- **DOCUMENT SEGMENT**

▬▬▬▬▬▬


    Soft condensed matter is a complex system composed of huge number of atoms and/or molecules. A goal of the modeling of matter in general, and the soft condensed matter in particular is to predict the observed or macroscopic properties. The properties vary depending of both the composition (is it a single atom component, compound, solution or mixture of many different chemical species) as well as the external parameters like temperature, pressure, volume of the system. Statistical mechanics fulfills this task by providing relations between the observable properties of the system and forces acting between the microscopic constituents of the soft condensed matter system. In this lecture, I will present the most important of these relations and will discuss the examples of mathematical issues that are appearing on this way, including those that have been already solved and those that still are in the process.
  • June 20, 2017
    Partition relations equiconsistent with high rank measurable
    Prof. Yechiel M. Kimchi, CS Faculty, Technion, Israel

  • June 13, 2017
    Data Science and its applications
    Eitan Lifshits, Cyberint, Israel

    Data science today is one of the most evolving and widely used areas. Involving mathematics, statistics and computer science, it has a wide range of applications, such as Machine Learning, Natural Language Processing, Image Processing and many more.
    In the lecture we go through data related domains and roles in industry as well as desired skills and knowledge.
    A second part will describe few text analysis examples, from Machine Learning to Near Duplicates problem.
  • June 6, 2017
    Dr. Fabienne Chouraqui, Oranim College, Israel

    Garside groups have been first introduced by P Dehornoy and L.Paris in 1990. In many aspects, Garside groups extend braid groups and more generally finite-type Artin groups. These are torsion-free groups with a word and conjugacy problems solvable, and they are groups of fractions of monoids with a structure of lattice with respect to left and right divisibilities. It is natural to ask if there are additional properties Garside groups share in common with the intensively investigated braid groups and finite-type Artin groups. In this talk, I will introduce the Garside groups in general, and a particular class of Garside groups, that arise from certain solutions of the Quantum Yang Baxter equation. I will describe the connection between these theories arising from different domains of research, present some of the questions raised for the Garside groups and give some partial answers to these questions.

▬▬▬▬▬▬

- **AVAILABLE DATA**
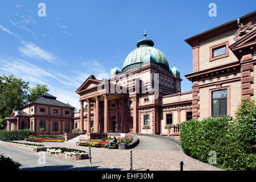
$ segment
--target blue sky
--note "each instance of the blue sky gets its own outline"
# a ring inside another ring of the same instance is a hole
[[[39,3],[46,16],[39,17]],[[210,17],[210,3],[217,16]],[[191,90],[192,49],[184,40],[255,10],[255,1],[0,0],[0,75],[31,86],[47,84],[57,99],[79,108],[75,91],[93,74],[109,76],[147,38],[180,69],[181,91]]]

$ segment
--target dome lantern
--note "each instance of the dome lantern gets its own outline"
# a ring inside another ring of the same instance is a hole
[[[146,39],[147,36],[146,31],[143,35],[144,39],[137,43],[137,48],[131,51],[125,59],[122,72],[125,73],[131,69],[140,68],[143,64],[151,60],[155,62],[157,67],[169,72],[169,64],[166,57],[160,50],[153,47],[154,43],[152,40]],[[147,55],[148,51],[150,54]]]
[[[111,69],[110,76],[113,76],[119,73],[122,73],[122,71],[119,68],[117,67],[117,64],[115,64],[115,67]]]

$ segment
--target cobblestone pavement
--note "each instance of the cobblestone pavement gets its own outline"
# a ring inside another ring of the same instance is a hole
[[[163,139],[152,136],[138,136],[140,143],[133,149],[133,169],[134,170],[164,171],[180,170],[180,162],[183,161],[183,169],[191,171],[221,170],[209,164],[192,159],[182,151],[175,143]],[[26,141],[20,142],[34,143]],[[49,147],[60,147],[82,150],[89,152],[88,147],[77,146],[76,144],[61,142],[43,142],[40,144]],[[130,169],[130,150],[108,150],[104,148],[91,148],[92,165],[107,168]],[[82,160],[87,166],[89,160]]]

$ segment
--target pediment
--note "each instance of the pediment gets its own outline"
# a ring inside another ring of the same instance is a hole
[[[88,78],[76,91],[76,93],[79,93],[81,92],[83,92],[86,90],[89,90],[93,88],[96,88],[98,86],[98,84],[100,82],[101,82],[100,80]]]
[[[229,48],[234,53],[236,53],[244,49],[253,47],[255,44],[256,27],[250,33],[231,44]]]

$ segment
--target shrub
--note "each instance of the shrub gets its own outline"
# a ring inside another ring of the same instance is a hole
[[[30,129],[0,131],[0,140],[23,140],[33,134],[34,131]]]
[[[248,102],[253,103],[242,102],[238,118],[233,121],[224,117],[183,122],[180,140],[184,153],[208,163],[209,152],[214,151],[215,166],[231,170],[256,170],[256,107],[247,107]]]
[[[256,105],[254,100],[250,98],[242,100],[236,113],[236,118],[241,119],[243,116],[249,113],[255,107]]]
[[[18,171],[22,165],[18,162],[14,162],[10,158],[0,155],[0,170],[2,171]]]

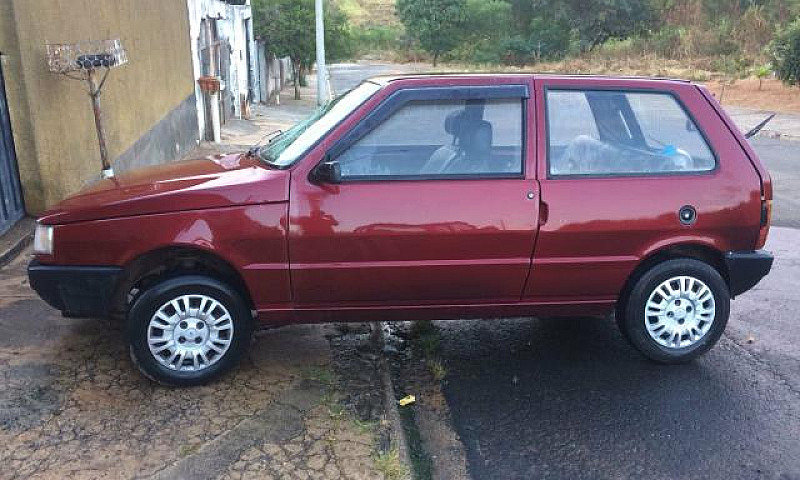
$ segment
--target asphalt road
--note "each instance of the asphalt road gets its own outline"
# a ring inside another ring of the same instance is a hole
[[[342,93],[392,65],[331,68]],[[775,185],[773,273],[689,365],[610,320],[438,322],[444,392],[476,479],[800,479],[800,142],[753,144]]]
[[[800,141],[755,138],[751,143],[772,176],[772,224],[800,228]]]

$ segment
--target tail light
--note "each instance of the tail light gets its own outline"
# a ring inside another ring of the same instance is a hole
[[[769,233],[769,224],[772,221],[772,200],[761,199],[761,228],[758,230],[758,241],[756,242],[756,250],[764,248],[767,243],[767,233]]]

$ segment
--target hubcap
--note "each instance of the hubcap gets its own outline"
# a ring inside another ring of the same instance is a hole
[[[198,371],[228,351],[233,320],[220,302],[206,295],[181,295],[159,308],[147,327],[150,353],[161,365]]]
[[[716,313],[714,294],[701,280],[672,277],[657,286],[644,307],[650,337],[667,348],[685,348],[708,333]]]

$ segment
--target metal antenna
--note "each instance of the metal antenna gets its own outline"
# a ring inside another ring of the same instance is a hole
[[[102,165],[100,175],[102,178],[113,177],[114,169],[111,168],[108,159],[100,94],[103,92],[103,85],[105,85],[111,69],[126,63],[128,63],[128,56],[118,38],[47,45],[47,67],[52,73],[58,73],[73,80],[83,80],[89,86],[94,125],[97,129],[97,143],[100,146],[100,163]]]

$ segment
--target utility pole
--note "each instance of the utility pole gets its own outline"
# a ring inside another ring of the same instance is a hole
[[[322,0],[314,1],[317,25],[317,105],[328,102],[328,69],[325,66],[325,20]]]

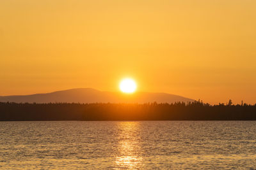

▬▬▬▬▬▬

- **TASKS**
• 1. Summarize the seminar listing in two sentences.
• 2. Translate this sentence from the seminar listing into Spanish: "Data science today is one of the most evolving and widely used areas."
• 3. Continue the seminar listing from where it stops.

- **ANSWER SECTION**
• 1. One talk explains how statistical mechanics links the observable properties of soft condensed matter to the forces between its microscopic constituents, and another, given by Eitan Lifshits of Cyberint on June 13, 2017, covers data science roles and skills in industry along with text analysis examples. On June 6, 2017, Dr. Fabienne Chouraqui of Oranim College presented Garside groups, which extend braid groups and finite-type Artin groups, along with a class of them arising from solutions of the Quantum Yang Baxter equation.

• 2. La ciencia de datos es hoy una de las áreas en mayor evolución y más ampliamente utilizadas.

• 3.
  • June 1, 2017
    Multi-point Schwarz-Pick lemma and its applications
    Prof. Toshiyuki Sugawa, Tohoku University, Japan

    A multi-point Schwarz-Pick lemma was first asserted by Beardon and Minda in their 2004 paper published in J. Anal. Math. We deduce several useful inequalities from the lemma and apply them to Geometric Function Theory. For instance, we obtain a sharp coefficient inequality for analytic self-maps of the unit disk with a prescribed fixed point.
  • May 9, 2017
    Quadrature Domains and Conformal Mappings
    Prof. Lavi Karp, ORT Braude College, Israel

    Newton showed that a ball with uniformly mass density gravitational attracts each point outside the ball as if all its mass were concentrated at the center of the ball (\textit{Philosophiæ Naturalis Principia Mathematica}). This property is equivalent to the mean value theorem of harmonic functions. Quadrature domains are a certain generalization of these properties.
    The talk will present examples of quadrature domains and discuss the construction of them by means of conformal mappings. We will also explore the Schwarz functions and some of its applications. The lecture will be held in introductory level and be accessible for students with background complex analysis.
  • April 18, 2017
    The Metric Dimension Problem
    Ron Adar, Department of Computer Science (PhD student), University of Haifa, Department of Mathematics, Israel

    Distances have significant roles in many optimization problem (both in theory and in "real life"). In this talk, I will present the metric dimension problem (and its weighted variant) which is an example of distances related graph optimization problem, and describe our work on calculating it on some specific graph classes. No previous background is required. Joint work with Leah Epstein.